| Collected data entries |
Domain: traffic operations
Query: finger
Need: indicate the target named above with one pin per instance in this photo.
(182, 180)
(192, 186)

| Required action |
An exact copy is needed of the closing lines of the entries above, counting from the one that contains "Query: finger" and including it and the last.

| Exercise solution |
Query: finger
Need: indicate the target named above with one pin per instance in this photo.
(182, 180)
(192, 186)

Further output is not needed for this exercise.